··· DOCUMENT SECTION
Newsletter – February 2018

February 2018
From the Streets into a Home
Meet Tommy. For him a home means recovery from homelessness, substance use disorder and mental illness. 
Tommy’s mom had her first child at the age of 14.  He was one of 7 children.  By the time he was a teenager, he was working odd jobs and started using alcohol to “comfort” himself.  He first experienced homelessness at the age of 24 when he was still working odd jobs but couldn’t afford his basic needs – like rent. He moved from city to city all across the country looking for a permanent job, and finally settled in Austin.  After years of using alcohol as a way to cope with his circumstances, his kidneys began to fail.  While hospitalized, he learned about treatment and started on the path to recovery.  He admits it feels good to be sober.  He has never had a solid foundation or a place to call his own until now. Watch his story and see how a home means recovery from homelessness, substance use disorder and mental illness.

Housing First is Changing Lives

Pathways to Housing DC adopted the Housing First approach in 2004, which believes that a house is more than four walls. It’s the foundation for recovery from homelessness, mental illness and substance use disorder. Cities across the country, like Austin, are adopting the Housing First model.
Meet Linwood and Tamika Blount who learned about Housing First from Pathways to Housing DC.

Integral Care and Community Partners Aim to Stop the Revolving Door of Incarceration for Individuals Living with Serious Mental Illness.

The Forensic Assertive Community Treatment team
Nationally, 2 million people with mental illness are booked into jails each year. In Travis County, 25-30% of individuals in our jail system receive treatment for a mental illness. When people don’t have access to mental health treatment, symptoms and conditions can worsen.

The Texas Health and Human Services Commission recently announced that Austin is one of 14 local communities that will receive grant funding to help reduce recidivism, arrest and incarceration of individuals living with mental illness. This award is through Senate Bill 292, co-sponsored by Senator Watson and passed during the last legislative session. Integral Care received preliminary notice of an award anticipated to be $2.5M on an annual basis.
······
··· DATA SHOWN
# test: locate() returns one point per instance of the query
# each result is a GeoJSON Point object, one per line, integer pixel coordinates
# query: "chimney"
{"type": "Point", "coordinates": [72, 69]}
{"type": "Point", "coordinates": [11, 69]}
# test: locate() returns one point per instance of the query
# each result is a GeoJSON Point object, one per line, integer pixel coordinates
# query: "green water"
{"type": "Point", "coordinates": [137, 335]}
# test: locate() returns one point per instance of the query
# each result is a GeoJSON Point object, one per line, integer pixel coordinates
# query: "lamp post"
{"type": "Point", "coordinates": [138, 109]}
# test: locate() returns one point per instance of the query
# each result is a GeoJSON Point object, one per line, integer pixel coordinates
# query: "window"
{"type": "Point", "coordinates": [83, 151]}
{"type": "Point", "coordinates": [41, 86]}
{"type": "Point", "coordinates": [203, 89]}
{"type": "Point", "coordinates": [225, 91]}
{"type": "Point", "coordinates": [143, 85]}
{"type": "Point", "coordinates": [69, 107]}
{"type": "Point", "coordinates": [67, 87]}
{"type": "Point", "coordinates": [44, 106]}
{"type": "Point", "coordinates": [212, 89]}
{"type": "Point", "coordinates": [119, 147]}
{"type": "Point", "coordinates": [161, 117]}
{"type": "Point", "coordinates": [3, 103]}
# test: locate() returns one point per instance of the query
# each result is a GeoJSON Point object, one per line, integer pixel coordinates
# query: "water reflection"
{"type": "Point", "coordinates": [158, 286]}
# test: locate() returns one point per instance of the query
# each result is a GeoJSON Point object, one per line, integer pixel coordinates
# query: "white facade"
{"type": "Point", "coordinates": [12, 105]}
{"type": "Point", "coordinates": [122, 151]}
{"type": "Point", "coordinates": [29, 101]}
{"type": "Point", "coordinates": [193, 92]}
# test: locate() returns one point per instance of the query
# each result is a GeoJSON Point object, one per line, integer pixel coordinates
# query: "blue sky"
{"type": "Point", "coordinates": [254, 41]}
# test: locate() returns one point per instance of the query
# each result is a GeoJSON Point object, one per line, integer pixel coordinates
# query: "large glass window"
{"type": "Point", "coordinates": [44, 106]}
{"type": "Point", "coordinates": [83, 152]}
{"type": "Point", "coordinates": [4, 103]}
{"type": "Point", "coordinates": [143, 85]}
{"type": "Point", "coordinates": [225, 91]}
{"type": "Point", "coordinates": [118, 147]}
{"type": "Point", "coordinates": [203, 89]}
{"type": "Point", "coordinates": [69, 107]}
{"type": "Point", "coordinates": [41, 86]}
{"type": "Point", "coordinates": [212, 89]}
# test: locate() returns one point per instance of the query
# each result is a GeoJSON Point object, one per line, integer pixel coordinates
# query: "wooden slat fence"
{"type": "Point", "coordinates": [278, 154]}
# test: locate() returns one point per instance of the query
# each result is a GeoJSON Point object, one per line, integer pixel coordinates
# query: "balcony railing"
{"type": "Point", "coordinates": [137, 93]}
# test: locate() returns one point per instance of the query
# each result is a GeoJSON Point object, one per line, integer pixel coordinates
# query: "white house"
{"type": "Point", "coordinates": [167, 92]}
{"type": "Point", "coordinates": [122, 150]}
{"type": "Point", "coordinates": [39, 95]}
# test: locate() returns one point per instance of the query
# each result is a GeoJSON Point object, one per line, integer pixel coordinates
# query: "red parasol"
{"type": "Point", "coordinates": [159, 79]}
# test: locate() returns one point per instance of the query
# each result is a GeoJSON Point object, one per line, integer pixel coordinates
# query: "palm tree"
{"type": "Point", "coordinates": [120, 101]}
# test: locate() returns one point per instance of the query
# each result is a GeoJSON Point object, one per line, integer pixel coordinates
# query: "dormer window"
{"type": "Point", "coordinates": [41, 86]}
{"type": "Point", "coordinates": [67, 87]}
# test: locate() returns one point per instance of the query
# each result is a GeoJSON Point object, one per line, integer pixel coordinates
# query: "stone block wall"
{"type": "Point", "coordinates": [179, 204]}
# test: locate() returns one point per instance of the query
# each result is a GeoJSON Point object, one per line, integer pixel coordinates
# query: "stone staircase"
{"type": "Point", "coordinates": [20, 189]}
······
REQUIRED TASKS
**a.** Using the newsletter, say whether each statement agrees with it, answering yes or no and quoting the words that decide it: (i) Tommy first experienced homelessness at age 24; (ii) Pathways to Housing DC adopted the Housing First approach in 2010; (iii) Austin is one of 14 local communities that will receive grant funding.
**b.** Write what comes next in the February 2018 newsletter, starting right after its last sentence.
The rows come from a separate source, not from the newsletter.

LIST OF ANSWERS
**a.**
(i) Yes: "He first experienced homelessness at the age of 24"
(ii) No: "Pathways to Housing DC adopted the Housing First approach in 2004"
(iii) Yes: "Austin is one of 14 local communities that will receive grant funding"

**b.**
With this funding, Integral Care, in collaboration with Travis County, Central Health and the City of Austin, proposed to establish a new Forensic Assertive Community Treatment (FACT) team linked to permanent supportive housing in our community. FACT is an intensive, multi-disciplinary team-based intervention that stops the revolving door of incarceration for individuals living with serious mental illness. FACT will serve individuals who have been arrested for minor offenses or felonies as well as experienced recurring and lengthy in-patient mental health hospitalizations, most of whom are living homeless in our community. Services include mental health care, counseling, medications, family education, primary health care, peer support and permanent supportive housing.

FACT is built on the principals of Integral Care’s Assertive Community Treatment (ACT) team, who has been serving the community for 24 years. ACT provides wrap around support services in the community to individuals experiencing mental illness and/or substance use disorder. The new FACT team will be led by Integral Care’s Elizabeth Baker, Practice Manager of ACT and Specialty Services.

We know that housing is more than four walls. It’s the basic foundation for mental health and well-being.